• Given text:

Lyn Dickinson, Pottsville
According to the NSW Government North Coast Regional Plan, it was always intended that the Tweed Heads hospital be refurbished, retained and expanded, not to that a new one be built on an alternative site.
Tweed Shire Council is totally opposed to the Cudgen site and wants to retain the current site. Greens Mayor Katie Milne is working tirelessly to retain and expand the current hospital. Council has called for an investigation into the site selection process.
So why is the National Party pushing for a new hospital in a rural location close to a beachside village? Could it be that there are plans to develop the whole area as a regional centre with Gold Coast style development? If a hospital is built on the Cudgen site, it is one step closer for the adjacent farmland to lose ‘state significant’ status, then it would be open slather to development.
Doctors are calling out for a major regional hospital to provide the medical needs of a growing population. The Gold Coast hospital cost $1.8 billion, but the Cudgen hospital is estimated to cost $534 million. So does this mean that at about a third of the cost we can expect about a third of the size of the Gold Coast hospital?

• Data supplied:
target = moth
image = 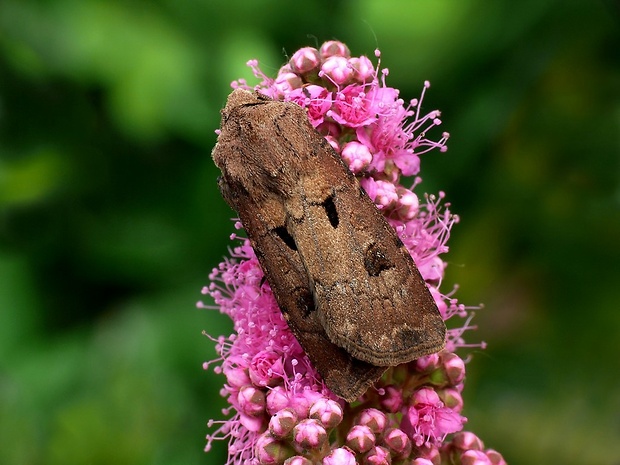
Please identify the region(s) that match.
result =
[212,89,446,402]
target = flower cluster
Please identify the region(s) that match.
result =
[199,41,505,465]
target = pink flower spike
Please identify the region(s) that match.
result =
[203,41,506,465]
[319,56,353,86]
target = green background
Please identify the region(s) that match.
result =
[0,0,620,465]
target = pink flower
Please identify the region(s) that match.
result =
[200,41,498,465]
[401,388,466,447]
[248,350,284,386]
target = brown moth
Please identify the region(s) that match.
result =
[212,89,446,401]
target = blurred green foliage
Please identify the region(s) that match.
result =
[0,0,620,465]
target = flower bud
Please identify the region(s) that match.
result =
[319,56,353,86]
[439,388,463,413]
[237,386,265,416]
[452,431,484,450]
[289,47,321,75]
[269,408,298,439]
[441,352,465,386]
[308,397,342,429]
[383,428,412,457]
[323,447,356,465]
[381,385,403,413]
[349,56,375,84]
[319,40,351,59]
[346,425,376,453]
[362,446,392,465]
[487,449,506,465]
[267,386,290,415]
[340,141,372,174]
[355,408,387,435]
[284,455,313,465]
[461,450,493,465]
[293,419,327,450]
[254,433,294,465]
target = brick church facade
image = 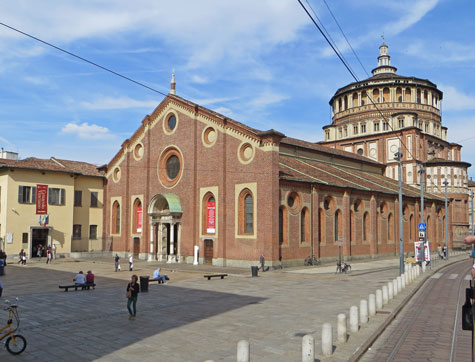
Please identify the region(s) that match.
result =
[101,69,451,267]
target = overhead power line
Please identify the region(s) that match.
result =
[0,22,167,97]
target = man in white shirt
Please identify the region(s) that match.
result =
[73,270,86,285]
[153,268,167,284]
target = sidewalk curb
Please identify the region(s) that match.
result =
[348,255,468,362]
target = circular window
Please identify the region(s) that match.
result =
[158,147,183,188]
[113,167,120,182]
[287,191,302,214]
[134,143,143,160]
[202,127,218,147]
[167,116,176,131]
[163,113,178,134]
[238,143,254,163]
[167,155,180,180]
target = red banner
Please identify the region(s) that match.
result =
[136,206,143,233]
[206,202,216,234]
[36,185,48,215]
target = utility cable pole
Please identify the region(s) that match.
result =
[394,147,404,274]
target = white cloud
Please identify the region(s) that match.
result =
[439,85,475,111]
[191,74,208,84]
[61,122,112,139]
[249,91,289,108]
[80,97,161,110]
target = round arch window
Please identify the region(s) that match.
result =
[158,147,183,188]
[167,155,180,180]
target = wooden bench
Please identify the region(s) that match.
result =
[148,278,163,284]
[59,283,96,292]
[203,274,228,280]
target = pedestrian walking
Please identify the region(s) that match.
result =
[114,254,120,272]
[126,274,140,320]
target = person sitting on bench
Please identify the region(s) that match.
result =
[73,270,86,285]
[86,270,94,284]
[153,268,167,284]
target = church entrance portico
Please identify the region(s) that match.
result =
[148,194,183,263]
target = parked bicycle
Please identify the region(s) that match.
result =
[304,255,321,266]
[0,298,26,355]
[335,262,351,274]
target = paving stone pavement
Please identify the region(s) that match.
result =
[0,253,468,362]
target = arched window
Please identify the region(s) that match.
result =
[279,206,289,244]
[334,210,343,241]
[238,189,254,235]
[300,207,310,243]
[363,212,369,241]
[396,87,402,102]
[132,198,143,234]
[201,192,217,235]
[383,87,389,103]
[388,214,394,241]
[111,200,120,234]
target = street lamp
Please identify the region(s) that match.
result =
[394,147,404,274]
[442,179,449,260]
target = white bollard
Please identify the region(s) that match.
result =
[302,334,315,362]
[368,294,376,317]
[383,285,389,305]
[350,305,359,333]
[322,323,333,356]
[237,339,251,362]
[376,287,384,310]
[393,279,397,296]
[360,299,368,324]
[336,313,347,342]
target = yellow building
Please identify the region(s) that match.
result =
[0,157,104,260]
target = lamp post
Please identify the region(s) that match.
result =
[443,179,449,260]
[394,147,404,274]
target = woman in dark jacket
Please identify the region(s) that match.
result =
[127,274,140,319]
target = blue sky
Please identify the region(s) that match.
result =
[0,0,475,177]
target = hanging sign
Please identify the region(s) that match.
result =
[206,202,216,234]
[36,185,48,215]
[136,206,143,233]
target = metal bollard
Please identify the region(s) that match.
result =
[368,294,376,317]
[302,334,315,362]
[376,289,383,310]
[322,323,333,356]
[360,299,368,324]
[383,285,389,305]
[237,339,251,362]
[388,282,394,300]
[393,279,398,296]
[336,313,347,343]
[350,305,359,333]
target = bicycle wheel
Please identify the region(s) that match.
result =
[5,334,26,354]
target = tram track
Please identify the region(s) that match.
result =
[361,260,471,362]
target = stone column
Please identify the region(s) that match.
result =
[370,195,379,258]
[148,220,154,261]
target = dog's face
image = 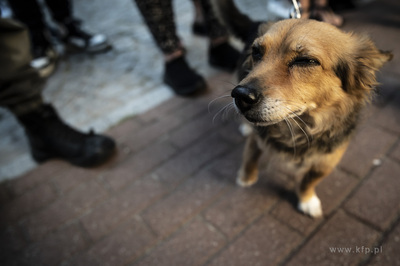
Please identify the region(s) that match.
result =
[232,19,391,126]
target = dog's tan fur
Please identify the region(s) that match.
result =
[232,19,392,217]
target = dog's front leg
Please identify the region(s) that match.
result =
[297,141,348,217]
[236,134,262,187]
[297,168,329,218]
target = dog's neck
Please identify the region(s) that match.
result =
[255,103,361,156]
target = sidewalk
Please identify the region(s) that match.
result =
[0,0,400,266]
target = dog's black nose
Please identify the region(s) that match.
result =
[231,86,261,112]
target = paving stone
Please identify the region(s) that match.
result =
[0,226,26,265]
[3,161,67,196]
[22,224,88,265]
[272,170,357,236]
[152,134,228,187]
[52,168,104,194]
[368,221,400,266]
[67,219,155,266]
[23,181,107,241]
[81,177,167,240]
[345,159,400,230]
[124,115,181,152]
[204,167,284,239]
[103,139,176,191]
[0,184,57,229]
[137,219,226,265]
[142,171,226,236]
[372,93,400,134]
[390,142,400,161]
[208,215,302,266]
[339,125,397,178]
[286,211,380,266]
[169,110,217,148]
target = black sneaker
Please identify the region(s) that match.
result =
[62,19,111,53]
[208,42,240,72]
[164,56,207,96]
[18,105,115,167]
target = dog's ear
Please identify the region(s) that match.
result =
[334,36,393,97]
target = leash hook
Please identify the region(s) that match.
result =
[290,0,301,19]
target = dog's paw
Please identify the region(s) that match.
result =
[297,195,322,218]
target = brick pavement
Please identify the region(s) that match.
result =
[0,0,400,266]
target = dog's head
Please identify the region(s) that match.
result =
[232,19,392,126]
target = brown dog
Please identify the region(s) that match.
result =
[222,7,392,217]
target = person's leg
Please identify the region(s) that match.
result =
[45,0,111,53]
[300,0,343,27]
[200,0,240,71]
[0,18,115,167]
[135,0,206,95]
[9,0,56,77]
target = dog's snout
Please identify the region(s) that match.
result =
[231,86,261,112]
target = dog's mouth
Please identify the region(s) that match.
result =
[240,105,306,127]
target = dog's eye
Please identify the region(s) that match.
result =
[251,45,264,61]
[289,56,320,67]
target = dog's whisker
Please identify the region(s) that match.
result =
[291,118,310,148]
[285,106,312,132]
[284,118,296,156]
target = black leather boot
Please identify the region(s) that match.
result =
[18,104,115,167]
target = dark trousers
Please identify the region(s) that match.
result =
[135,0,228,54]
[0,18,44,116]
[9,0,72,32]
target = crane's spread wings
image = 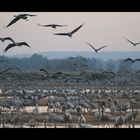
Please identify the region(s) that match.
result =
[54,33,68,35]
[6,16,20,27]
[18,42,31,48]
[87,43,96,51]
[4,43,16,52]
[4,37,15,43]
[37,24,50,27]
[0,60,9,63]
[39,68,48,73]
[124,58,134,63]
[125,38,135,45]
[71,24,84,34]
[25,14,37,17]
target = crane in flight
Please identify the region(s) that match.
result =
[0,37,15,43]
[125,38,140,47]
[37,24,68,29]
[4,42,31,52]
[124,58,140,63]
[6,14,36,27]
[87,43,107,53]
[54,24,84,37]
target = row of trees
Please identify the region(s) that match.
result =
[0,54,140,72]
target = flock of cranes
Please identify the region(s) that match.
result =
[0,14,140,53]
[0,14,140,128]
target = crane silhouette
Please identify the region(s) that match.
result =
[4,42,31,52]
[124,58,140,63]
[0,37,15,43]
[6,14,36,27]
[87,43,107,53]
[54,24,84,37]
[37,24,67,29]
[125,38,140,47]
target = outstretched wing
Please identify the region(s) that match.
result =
[4,43,16,52]
[37,24,51,27]
[71,24,84,34]
[87,43,96,51]
[6,16,20,27]
[54,33,68,35]
[4,37,15,43]
[18,42,31,48]
[97,45,107,51]
[135,42,140,45]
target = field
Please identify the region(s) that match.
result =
[0,72,140,128]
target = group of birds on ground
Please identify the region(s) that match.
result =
[0,14,140,53]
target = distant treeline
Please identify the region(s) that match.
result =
[0,54,140,72]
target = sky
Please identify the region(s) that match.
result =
[0,12,140,56]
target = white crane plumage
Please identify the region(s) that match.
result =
[4,42,31,52]
[0,37,15,43]
[6,14,36,27]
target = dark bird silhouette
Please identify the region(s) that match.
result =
[125,38,140,47]
[124,58,140,63]
[54,24,84,37]
[39,68,48,73]
[0,60,9,63]
[102,71,116,76]
[0,37,15,43]
[37,24,67,29]
[87,43,107,53]
[4,42,31,52]
[6,14,36,27]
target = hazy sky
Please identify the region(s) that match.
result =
[0,12,140,55]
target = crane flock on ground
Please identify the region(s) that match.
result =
[0,14,140,128]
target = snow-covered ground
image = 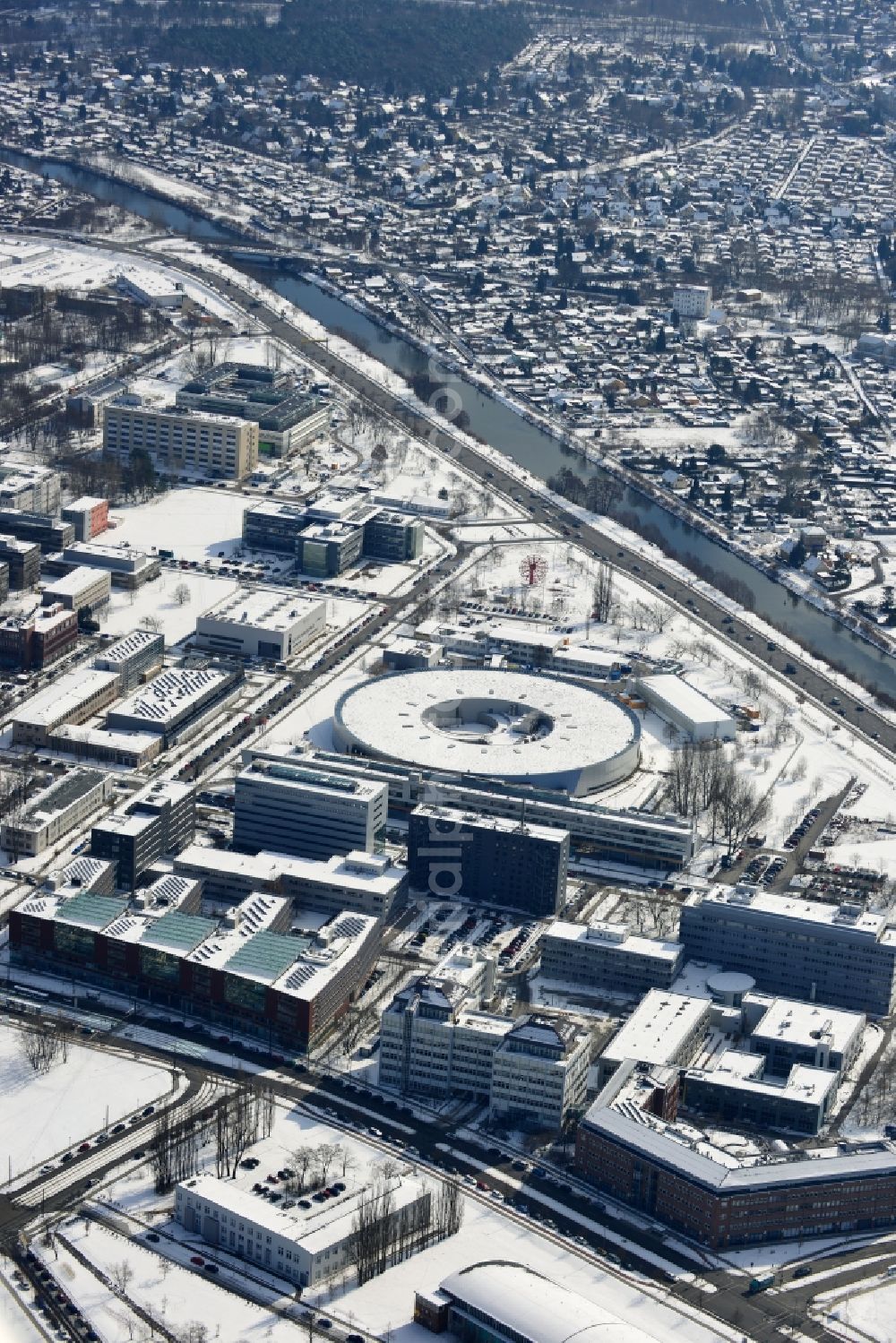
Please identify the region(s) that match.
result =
[0,1026,170,1182]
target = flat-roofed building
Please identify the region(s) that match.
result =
[106,667,242,743]
[540,920,684,994]
[12,667,118,746]
[62,541,161,592]
[103,400,258,481]
[175,1171,433,1288]
[678,882,896,1017]
[194,589,326,662]
[40,564,111,611]
[632,673,737,741]
[62,495,108,541]
[0,536,40,592]
[407,803,570,917]
[681,1049,840,1138]
[599,988,712,1084]
[0,770,114,859]
[92,630,165,694]
[0,506,75,555]
[175,363,331,457]
[90,779,196,891]
[234,752,388,858]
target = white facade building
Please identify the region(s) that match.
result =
[175,1174,431,1288]
[194,589,326,662]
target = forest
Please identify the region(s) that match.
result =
[154,0,530,95]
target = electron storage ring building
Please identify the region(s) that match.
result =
[333,667,641,796]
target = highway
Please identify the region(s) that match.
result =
[164,245,896,757]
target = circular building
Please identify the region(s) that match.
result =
[333,667,641,796]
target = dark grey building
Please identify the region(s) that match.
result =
[678,883,896,1017]
[0,508,75,555]
[407,805,570,918]
[92,630,165,694]
[90,780,196,891]
[234,753,388,858]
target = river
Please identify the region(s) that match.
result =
[0,148,896,697]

• Assigned task 1:
List every hospital that the hospital letter identifies by a place name.
• Assigned task 2:
Quote the hospital letter word for word, everything from "Lyn Dickinson, Pottsville" down to "site selection process.".

• Task result 1:
- Tweed Heads hospital
- Cudgen hospital
- Gold Coast hospital

• Task result 2:
Lyn Dickinson, Pottsville
According to the NSW Government North Coast Regional Plan, it was always intended that the Tweed Heads hospital be refurbished, retained and expanded, not to that a new one be built on an alternative site.
Tweed Shire Council is totally opposed to the Cudgen site and wants to retain the current site. Greens Mayor Katie Milne is working tirelessly to retain and expand the current hospital. Council has called for an investigation into the site selection process.